• [Task requirements]
Will you quote only the lines starting at the one that contains "[tag] hand: a pin per instance" and ending with the last line of the listing below, inclusive?

_ _ _ _

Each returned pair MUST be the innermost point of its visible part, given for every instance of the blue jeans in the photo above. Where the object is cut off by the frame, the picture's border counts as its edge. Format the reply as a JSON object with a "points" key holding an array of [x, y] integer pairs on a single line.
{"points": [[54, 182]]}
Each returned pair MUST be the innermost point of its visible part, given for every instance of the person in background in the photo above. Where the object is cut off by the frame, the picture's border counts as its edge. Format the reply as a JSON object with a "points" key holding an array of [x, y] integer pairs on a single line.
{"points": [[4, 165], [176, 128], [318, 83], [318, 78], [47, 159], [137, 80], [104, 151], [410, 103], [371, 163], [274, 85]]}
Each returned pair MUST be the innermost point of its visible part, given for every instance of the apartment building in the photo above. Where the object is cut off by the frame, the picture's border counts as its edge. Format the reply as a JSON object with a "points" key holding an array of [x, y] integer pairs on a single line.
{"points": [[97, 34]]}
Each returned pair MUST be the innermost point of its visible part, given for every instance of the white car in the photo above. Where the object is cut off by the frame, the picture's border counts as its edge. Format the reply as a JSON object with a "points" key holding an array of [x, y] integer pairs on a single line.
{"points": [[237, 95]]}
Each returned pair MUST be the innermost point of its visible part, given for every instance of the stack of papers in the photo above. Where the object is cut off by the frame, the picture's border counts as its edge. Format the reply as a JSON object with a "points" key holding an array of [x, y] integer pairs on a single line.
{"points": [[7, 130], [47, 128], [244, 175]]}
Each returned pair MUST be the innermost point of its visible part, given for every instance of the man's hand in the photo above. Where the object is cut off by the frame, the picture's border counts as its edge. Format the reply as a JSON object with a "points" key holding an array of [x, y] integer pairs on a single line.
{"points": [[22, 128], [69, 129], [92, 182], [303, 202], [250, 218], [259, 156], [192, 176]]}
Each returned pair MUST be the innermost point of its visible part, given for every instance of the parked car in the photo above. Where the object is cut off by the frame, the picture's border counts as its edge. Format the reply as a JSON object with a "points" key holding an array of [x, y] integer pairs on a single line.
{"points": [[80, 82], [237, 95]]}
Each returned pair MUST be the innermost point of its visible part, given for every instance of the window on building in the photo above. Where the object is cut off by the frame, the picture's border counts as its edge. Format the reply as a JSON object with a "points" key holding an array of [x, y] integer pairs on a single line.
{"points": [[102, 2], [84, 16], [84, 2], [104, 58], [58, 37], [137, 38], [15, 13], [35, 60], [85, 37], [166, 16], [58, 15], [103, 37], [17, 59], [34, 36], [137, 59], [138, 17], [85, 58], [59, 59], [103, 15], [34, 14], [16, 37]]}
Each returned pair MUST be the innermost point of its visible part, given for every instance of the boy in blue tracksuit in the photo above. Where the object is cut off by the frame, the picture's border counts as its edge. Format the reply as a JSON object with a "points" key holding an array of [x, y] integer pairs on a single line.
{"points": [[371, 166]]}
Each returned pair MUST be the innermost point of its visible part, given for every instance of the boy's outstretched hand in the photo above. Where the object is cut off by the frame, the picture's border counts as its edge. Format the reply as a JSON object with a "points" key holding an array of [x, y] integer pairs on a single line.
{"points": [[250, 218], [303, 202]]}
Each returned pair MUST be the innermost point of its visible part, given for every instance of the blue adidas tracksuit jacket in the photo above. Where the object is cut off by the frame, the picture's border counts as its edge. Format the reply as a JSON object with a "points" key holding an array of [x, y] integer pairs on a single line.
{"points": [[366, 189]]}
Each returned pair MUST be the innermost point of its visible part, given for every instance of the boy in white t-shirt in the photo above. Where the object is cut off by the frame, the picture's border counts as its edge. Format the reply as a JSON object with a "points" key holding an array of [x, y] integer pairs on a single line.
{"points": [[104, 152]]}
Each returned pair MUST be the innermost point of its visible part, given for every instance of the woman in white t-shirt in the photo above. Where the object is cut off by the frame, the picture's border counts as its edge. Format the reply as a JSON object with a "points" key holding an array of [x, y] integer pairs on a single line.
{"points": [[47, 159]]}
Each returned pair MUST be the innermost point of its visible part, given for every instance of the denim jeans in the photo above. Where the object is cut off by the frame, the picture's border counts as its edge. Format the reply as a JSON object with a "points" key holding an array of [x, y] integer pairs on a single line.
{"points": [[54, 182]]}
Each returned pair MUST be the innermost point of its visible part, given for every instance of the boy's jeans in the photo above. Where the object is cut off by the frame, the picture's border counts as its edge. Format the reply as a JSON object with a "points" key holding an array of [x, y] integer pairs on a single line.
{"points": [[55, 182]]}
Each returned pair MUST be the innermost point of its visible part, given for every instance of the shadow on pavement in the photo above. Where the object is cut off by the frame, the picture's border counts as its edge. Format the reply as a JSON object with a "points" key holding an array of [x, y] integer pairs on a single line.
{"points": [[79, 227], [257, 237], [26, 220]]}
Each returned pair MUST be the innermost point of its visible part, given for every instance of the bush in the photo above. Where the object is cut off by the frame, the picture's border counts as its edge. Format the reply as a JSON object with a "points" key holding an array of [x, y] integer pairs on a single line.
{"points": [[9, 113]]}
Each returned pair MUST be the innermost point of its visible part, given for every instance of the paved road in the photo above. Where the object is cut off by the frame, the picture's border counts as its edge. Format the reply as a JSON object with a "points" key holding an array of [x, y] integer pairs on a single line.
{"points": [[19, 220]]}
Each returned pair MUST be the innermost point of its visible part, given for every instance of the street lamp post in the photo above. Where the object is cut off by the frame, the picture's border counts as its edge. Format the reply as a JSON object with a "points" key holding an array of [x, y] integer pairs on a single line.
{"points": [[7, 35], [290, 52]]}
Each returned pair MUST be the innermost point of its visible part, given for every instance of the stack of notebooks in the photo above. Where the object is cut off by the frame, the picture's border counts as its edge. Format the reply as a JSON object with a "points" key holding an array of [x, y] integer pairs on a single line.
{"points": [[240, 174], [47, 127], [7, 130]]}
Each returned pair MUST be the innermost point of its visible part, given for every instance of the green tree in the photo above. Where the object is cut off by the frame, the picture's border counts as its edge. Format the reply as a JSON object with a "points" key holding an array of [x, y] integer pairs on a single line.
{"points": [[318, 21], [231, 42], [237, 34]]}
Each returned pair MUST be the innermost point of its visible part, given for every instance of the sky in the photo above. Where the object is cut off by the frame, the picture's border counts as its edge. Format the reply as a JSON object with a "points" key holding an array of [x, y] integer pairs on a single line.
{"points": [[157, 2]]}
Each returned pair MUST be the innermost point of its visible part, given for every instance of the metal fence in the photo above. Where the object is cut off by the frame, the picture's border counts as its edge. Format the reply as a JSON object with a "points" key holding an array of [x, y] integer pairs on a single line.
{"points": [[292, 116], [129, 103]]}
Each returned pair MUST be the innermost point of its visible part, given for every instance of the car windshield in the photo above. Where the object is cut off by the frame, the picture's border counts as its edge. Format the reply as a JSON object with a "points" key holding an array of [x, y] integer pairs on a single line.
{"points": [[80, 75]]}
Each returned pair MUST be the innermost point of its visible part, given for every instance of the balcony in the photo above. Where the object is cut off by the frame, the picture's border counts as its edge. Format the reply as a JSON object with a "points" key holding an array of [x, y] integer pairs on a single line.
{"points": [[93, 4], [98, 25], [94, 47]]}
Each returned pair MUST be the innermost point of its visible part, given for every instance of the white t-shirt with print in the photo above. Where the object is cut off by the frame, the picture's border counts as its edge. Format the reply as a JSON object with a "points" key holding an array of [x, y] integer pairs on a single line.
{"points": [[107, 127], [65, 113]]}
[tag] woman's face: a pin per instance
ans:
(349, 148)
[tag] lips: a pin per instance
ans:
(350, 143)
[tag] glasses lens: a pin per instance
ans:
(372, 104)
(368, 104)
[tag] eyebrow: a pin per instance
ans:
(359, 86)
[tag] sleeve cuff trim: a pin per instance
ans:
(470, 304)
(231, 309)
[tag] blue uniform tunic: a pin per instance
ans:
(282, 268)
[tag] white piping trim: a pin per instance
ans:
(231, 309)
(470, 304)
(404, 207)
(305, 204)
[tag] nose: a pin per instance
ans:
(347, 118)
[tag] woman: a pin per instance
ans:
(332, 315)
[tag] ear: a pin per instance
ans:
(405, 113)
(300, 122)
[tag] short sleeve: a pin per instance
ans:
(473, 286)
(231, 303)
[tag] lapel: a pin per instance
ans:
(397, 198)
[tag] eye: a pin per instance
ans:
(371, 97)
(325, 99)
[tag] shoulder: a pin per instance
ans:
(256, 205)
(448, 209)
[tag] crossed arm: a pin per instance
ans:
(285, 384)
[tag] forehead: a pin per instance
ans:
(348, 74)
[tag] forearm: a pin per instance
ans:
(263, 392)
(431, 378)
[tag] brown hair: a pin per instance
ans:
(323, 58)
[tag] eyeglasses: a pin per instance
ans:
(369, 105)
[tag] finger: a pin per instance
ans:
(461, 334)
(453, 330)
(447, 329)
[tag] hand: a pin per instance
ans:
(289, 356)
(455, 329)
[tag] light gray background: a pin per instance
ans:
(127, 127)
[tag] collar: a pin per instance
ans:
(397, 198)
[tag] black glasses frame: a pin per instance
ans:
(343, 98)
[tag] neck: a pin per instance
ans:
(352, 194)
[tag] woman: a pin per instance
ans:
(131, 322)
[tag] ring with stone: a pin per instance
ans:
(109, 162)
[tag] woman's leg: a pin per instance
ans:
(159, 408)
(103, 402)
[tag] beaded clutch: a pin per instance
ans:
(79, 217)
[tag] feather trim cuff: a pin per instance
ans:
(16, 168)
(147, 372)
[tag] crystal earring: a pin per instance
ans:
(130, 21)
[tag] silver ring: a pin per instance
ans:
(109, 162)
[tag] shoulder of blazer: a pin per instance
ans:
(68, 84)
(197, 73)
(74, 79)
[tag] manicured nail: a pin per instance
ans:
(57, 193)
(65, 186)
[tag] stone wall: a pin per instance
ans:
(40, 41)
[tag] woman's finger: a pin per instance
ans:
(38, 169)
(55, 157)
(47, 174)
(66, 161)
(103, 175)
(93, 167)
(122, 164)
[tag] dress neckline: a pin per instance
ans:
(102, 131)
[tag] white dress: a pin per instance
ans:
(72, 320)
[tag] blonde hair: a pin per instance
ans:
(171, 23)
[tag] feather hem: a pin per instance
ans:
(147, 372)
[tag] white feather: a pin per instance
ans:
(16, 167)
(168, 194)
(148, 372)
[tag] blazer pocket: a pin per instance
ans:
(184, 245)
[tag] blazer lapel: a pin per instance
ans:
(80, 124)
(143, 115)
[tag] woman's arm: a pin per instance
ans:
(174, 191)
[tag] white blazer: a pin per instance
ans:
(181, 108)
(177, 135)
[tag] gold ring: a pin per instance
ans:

_ _ _ _

• [Complete answer]
[tag] hand: a pin per instance
ans:
(289, 356)
(455, 329)
[tag] light gray background: a pin per instance
ans:
(127, 127)
[tag] collar: a pin per instance
ans:
(397, 198)
[tag] black glasses frame: a pin per instance
ans:
(343, 98)
[tag] neck: a pin per instance
ans:
(352, 194)
[tag] woman: a pin per instance
ans:
(131, 322)
[tag] ring with stone: a pin per instance
ans:
(109, 162)
[tag] woman's leg: a pin per instance
ans:
(159, 408)
(103, 402)
[tag] beaded clutch: a pin per instance
ans:
(79, 217)
[tag] feather trim cuff: a pin per instance
ans:
(16, 168)
(147, 372)
[tag] crystal earring: a pin per instance
ans:
(130, 21)
[tag] silver ring: a pin per instance
ans:
(109, 162)
[tag] shoulder of blazer: a pin per instance
ans:
(68, 84)
(197, 73)
(74, 79)
[tag] manicured nail: a pin per instance
ans:
(57, 193)
(65, 186)
[tag] stone wall: a pin per instance
ans:
(40, 41)
[tag] woman's finger: a pin per instance
ans:
(38, 169)
(55, 157)
(47, 174)
(66, 161)
(103, 175)
(93, 167)
(122, 164)
[tag] dress neckline: a pin per instance
ans:
(102, 131)
[tag] white dress: a pin per instance
ans:
(72, 320)
[tag] blonde hair: a pin per instance
ans:
(171, 23)
[tag] feather hem: a pin per instance
ans:
(147, 372)
[tag] white feather: a pin per instance
ans:
(16, 167)
(168, 194)
(148, 372)
[tag] blazer pocket: a pin per instance
ans:
(184, 245)
[tag] blazer lapel: a pin per instance
ans:
(80, 124)
(143, 115)
[tag] woman's arm: a pin per instance
ans:
(174, 191)
[tag] white blazer: a pin per instance
ans:
(181, 108)
(177, 135)
[tag] gold ring: a pin per instance
ans:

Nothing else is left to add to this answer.